**WORK REQUIRED**
Retype the records below, word for word, from the line with "I would be grateful if you could spot the paved" through the last line of the records, and include both ends. Give only those lines.

>> begin DATA SUPPLIED

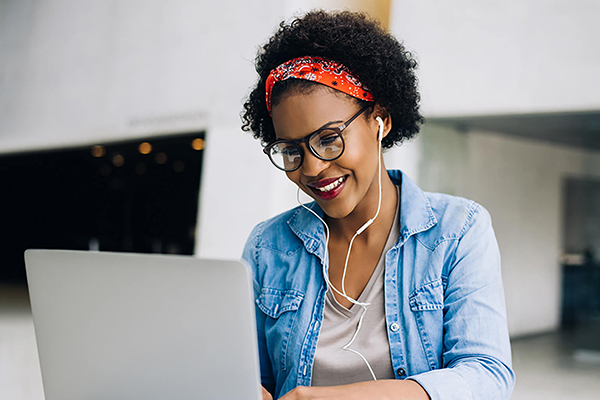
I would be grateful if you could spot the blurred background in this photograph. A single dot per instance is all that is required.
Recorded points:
(120, 131)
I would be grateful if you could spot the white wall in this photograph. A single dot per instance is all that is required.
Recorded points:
(80, 72)
(512, 56)
(520, 183)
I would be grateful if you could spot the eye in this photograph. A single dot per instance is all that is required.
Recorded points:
(328, 139)
(290, 151)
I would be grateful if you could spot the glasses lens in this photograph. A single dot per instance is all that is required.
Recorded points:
(286, 156)
(328, 144)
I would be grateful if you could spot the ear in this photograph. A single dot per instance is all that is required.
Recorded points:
(381, 112)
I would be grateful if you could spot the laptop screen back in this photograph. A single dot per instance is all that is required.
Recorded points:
(131, 326)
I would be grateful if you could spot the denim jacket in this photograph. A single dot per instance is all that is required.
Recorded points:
(444, 301)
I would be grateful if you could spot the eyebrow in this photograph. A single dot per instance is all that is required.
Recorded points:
(325, 126)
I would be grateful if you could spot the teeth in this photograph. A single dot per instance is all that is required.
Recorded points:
(331, 186)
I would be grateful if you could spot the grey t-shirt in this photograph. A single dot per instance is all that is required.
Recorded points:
(335, 366)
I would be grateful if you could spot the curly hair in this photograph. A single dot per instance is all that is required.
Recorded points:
(354, 40)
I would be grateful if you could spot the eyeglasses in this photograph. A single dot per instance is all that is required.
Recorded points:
(326, 144)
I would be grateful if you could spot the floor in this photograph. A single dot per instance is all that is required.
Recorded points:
(556, 366)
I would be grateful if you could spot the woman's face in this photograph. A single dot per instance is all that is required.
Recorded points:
(348, 184)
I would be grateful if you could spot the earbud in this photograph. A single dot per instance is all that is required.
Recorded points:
(380, 121)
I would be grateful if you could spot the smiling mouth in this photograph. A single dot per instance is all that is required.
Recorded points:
(331, 186)
(328, 189)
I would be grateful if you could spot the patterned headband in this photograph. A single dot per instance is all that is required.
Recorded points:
(320, 70)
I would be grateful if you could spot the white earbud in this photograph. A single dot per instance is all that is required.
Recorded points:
(380, 121)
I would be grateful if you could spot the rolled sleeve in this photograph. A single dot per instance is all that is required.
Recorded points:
(476, 355)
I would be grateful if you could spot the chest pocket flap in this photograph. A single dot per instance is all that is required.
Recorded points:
(428, 297)
(274, 302)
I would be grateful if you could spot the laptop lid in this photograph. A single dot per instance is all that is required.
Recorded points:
(134, 326)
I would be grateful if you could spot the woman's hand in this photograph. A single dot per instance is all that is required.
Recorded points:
(266, 394)
(379, 390)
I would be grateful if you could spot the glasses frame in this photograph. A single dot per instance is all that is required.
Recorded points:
(306, 140)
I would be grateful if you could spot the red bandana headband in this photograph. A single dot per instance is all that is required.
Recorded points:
(320, 70)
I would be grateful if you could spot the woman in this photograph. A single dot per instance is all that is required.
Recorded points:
(376, 289)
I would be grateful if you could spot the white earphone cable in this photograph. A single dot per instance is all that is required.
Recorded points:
(360, 230)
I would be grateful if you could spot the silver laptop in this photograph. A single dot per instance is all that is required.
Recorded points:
(142, 327)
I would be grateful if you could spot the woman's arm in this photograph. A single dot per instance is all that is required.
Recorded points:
(476, 355)
(250, 257)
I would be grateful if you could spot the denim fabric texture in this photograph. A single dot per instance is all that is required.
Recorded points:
(444, 305)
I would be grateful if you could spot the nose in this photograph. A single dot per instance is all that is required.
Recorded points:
(312, 165)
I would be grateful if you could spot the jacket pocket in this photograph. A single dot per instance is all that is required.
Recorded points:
(427, 304)
(281, 307)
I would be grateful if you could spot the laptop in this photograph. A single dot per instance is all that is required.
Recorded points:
(142, 327)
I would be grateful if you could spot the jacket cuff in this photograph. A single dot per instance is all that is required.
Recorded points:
(444, 384)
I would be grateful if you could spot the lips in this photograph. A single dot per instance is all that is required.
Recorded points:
(328, 189)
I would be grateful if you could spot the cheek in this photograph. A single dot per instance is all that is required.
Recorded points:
(294, 176)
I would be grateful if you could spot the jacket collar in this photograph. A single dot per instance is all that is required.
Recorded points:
(416, 216)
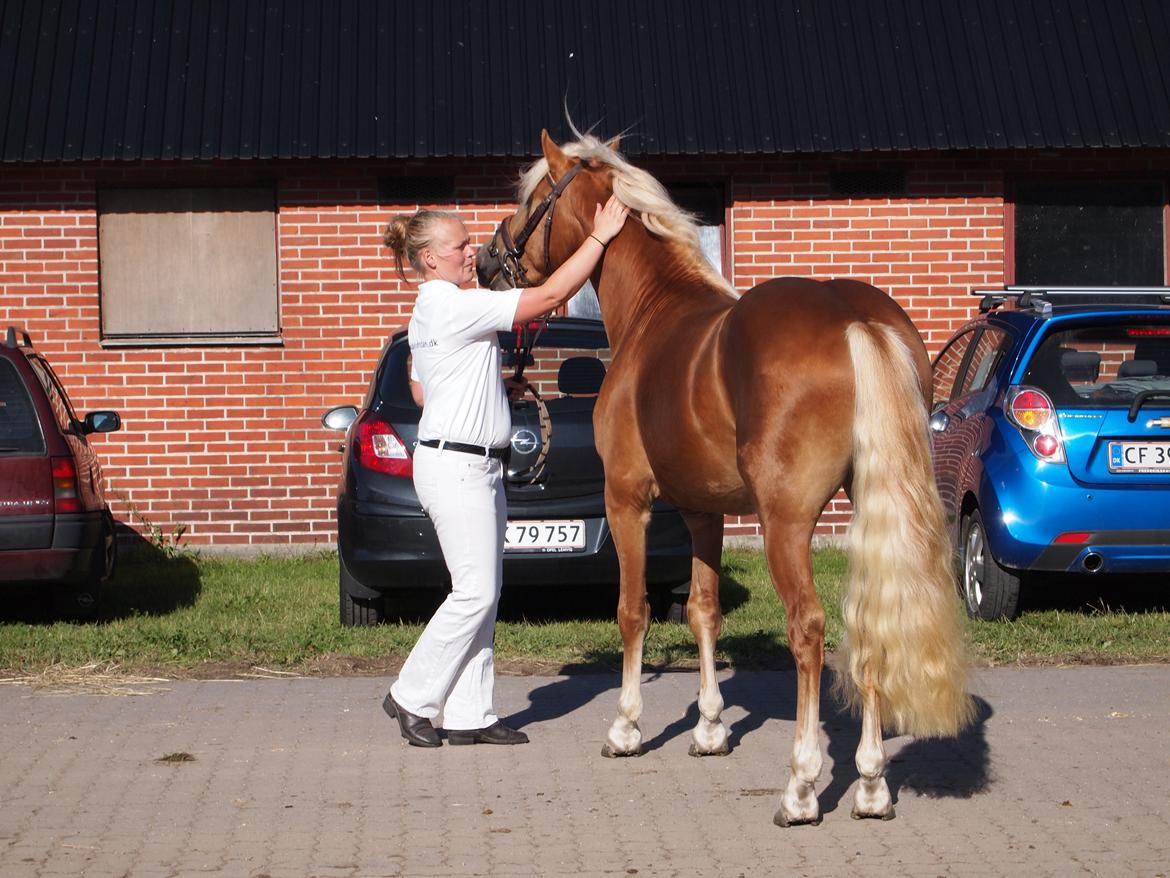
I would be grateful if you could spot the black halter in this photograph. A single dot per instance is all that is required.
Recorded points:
(509, 259)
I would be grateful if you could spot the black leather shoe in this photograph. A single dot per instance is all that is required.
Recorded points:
(495, 733)
(417, 731)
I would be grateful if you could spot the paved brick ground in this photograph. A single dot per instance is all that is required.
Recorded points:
(1067, 773)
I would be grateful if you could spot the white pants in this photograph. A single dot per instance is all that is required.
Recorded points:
(451, 669)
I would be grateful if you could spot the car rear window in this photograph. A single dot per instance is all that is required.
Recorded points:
(548, 367)
(20, 433)
(1102, 367)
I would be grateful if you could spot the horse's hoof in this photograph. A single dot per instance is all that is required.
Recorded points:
(610, 753)
(782, 820)
(722, 750)
(859, 816)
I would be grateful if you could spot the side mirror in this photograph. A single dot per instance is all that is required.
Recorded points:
(103, 422)
(339, 418)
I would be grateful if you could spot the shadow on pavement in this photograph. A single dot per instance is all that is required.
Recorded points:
(954, 768)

>> end DATA SUPPLIED

**SOLUTION**
I would be grateful if you could spot the paved brick ground in this photograph. A single dot per instance is all that is required.
Recorded points:
(1067, 773)
I would be grateful if you could spot the white pants in this photograph. A single dot per instance is all that is required.
Recorded points:
(451, 669)
I would be grateful if you could spot the car rear window in this photograph. A single dot per instance is all that is required.
Recorded points:
(548, 367)
(20, 433)
(1102, 367)
I would be grateful if you could spot the horse's hoof in this photograph. A single dot per instance is all that is required.
Recorded points:
(610, 753)
(782, 820)
(722, 750)
(859, 816)
I would be grateful if you could spot the side mirror in this photograph. A single dot per instance is all that is required.
Recorded points:
(103, 422)
(339, 418)
I would be grateful if you could spot the shadow on pavement in this photograph. A single dot per instance is all that is required.
Recorded points:
(954, 768)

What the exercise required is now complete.